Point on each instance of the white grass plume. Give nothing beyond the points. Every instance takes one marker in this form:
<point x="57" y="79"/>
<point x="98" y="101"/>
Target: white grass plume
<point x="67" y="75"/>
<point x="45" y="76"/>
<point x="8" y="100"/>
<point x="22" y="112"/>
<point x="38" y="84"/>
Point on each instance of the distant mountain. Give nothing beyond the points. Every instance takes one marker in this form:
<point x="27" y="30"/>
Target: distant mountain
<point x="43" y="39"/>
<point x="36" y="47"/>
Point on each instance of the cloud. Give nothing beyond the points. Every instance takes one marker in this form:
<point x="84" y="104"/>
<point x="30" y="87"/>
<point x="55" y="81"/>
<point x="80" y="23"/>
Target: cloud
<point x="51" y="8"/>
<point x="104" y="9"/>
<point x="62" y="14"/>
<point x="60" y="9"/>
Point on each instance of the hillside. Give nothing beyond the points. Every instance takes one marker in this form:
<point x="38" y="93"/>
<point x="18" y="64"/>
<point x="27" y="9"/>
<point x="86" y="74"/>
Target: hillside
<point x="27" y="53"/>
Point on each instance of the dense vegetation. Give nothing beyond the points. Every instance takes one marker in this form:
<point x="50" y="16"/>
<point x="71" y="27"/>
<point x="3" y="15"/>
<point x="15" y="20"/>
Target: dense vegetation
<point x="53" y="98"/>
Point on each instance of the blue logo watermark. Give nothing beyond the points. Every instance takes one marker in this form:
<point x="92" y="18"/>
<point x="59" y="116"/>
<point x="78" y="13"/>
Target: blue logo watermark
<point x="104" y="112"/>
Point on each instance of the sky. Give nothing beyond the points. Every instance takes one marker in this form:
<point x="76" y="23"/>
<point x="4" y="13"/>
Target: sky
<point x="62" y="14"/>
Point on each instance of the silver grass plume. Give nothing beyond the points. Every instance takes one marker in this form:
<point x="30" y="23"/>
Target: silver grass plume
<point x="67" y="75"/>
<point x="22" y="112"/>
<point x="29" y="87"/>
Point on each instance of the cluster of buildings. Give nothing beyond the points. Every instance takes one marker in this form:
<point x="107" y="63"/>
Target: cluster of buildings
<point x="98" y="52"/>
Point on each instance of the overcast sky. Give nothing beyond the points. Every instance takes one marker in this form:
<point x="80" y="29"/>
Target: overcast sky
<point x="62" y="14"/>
::::
## Task
Using the data above, output each line exactly.

## Output for this exercise
Point on each instance of the white grass plume. Give nothing beyond the points. Every instance takes one marker in this form:
<point x="57" y="79"/>
<point x="98" y="101"/>
Target: white grass plume
<point x="67" y="75"/>
<point x="45" y="76"/>
<point x="8" y="100"/>
<point x="22" y="112"/>
<point x="38" y="84"/>
Point on each instance of the distant mountain. Give nothing beyond the points. Every instance takes one marker in this form:
<point x="27" y="30"/>
Target: distant mountain
<point x="43" y="39"/>
<point x="36" y="47"/>
Point on each instance of the cloud. Give nothing beyond the points. Every instance takes one marker in this form:
<point x="84" y="104"/>
<point x="30" y="87"/>
<point x="55" y="81"/>
<point x="80" y="23"/>
Target: cloud
<point x="51" y="8"/>
<point x="104" y="9"/>
<point x="62" y="14"/>
<point x="60" y="9"/>
Point on each instance of the hillside. Give nothing beyond the points. Every instance takes one marker in this form:
<point x="38" y="93"/>
<point x="18" y="64"/>
<point x="27" y="9"/>
<point x="86" y="74"/>
Target: hillside
<point x="27" y="53"/>
Point on each instance of the dense vegetation. Give nothing beyond the points. Every instance takes one marker in this form:
<point x="50" y="16"/>
<point x="71" y="27"/>
<point x="3" y="15"/>
<point x="15" y="20"/>
Target: dense vegetation
<point x="53" y="98"/>
Point on each instance of the blue logo watermark. Give nothing beyond the points. Every instance takes one marker in this form:
<point x="92" y="18"/>
<point x="59" y="116"/>
<point x="78" y="13"/>
Target: blue logo watermark
<point x="104" y="112"/>
Point on each instance of the sky. Give nothing beyond the points. Every instance takes one marker in this form:
<point x="76" y="23"/>
<point x="4" y="13"/>
Target: sky
<point x="62" y="14"/>
Point on each instance of the silver grass plume. Give nothing beyond the points. Every instance takes one marker in this form:
<point x="30" y="23"/>
Target: silver grass plume
<point x="67" y="75"/>
<point x="22" y="112"/>
<point x="29" y="87"/>
Point on each instance of the cluster of buildings. Give nothing beyond the points. Every instance takes one marker in this form:
<point x="107" y="63"/>
Target: cluster of buildings
<point x="98" y="52"/>
Point on each instance of the overcast sky. Give nothing beyond the points. Every instance takes one marker in this form:
<point x="80" y="29"/>
Target: overcast sky
<point x="62" y="14"/>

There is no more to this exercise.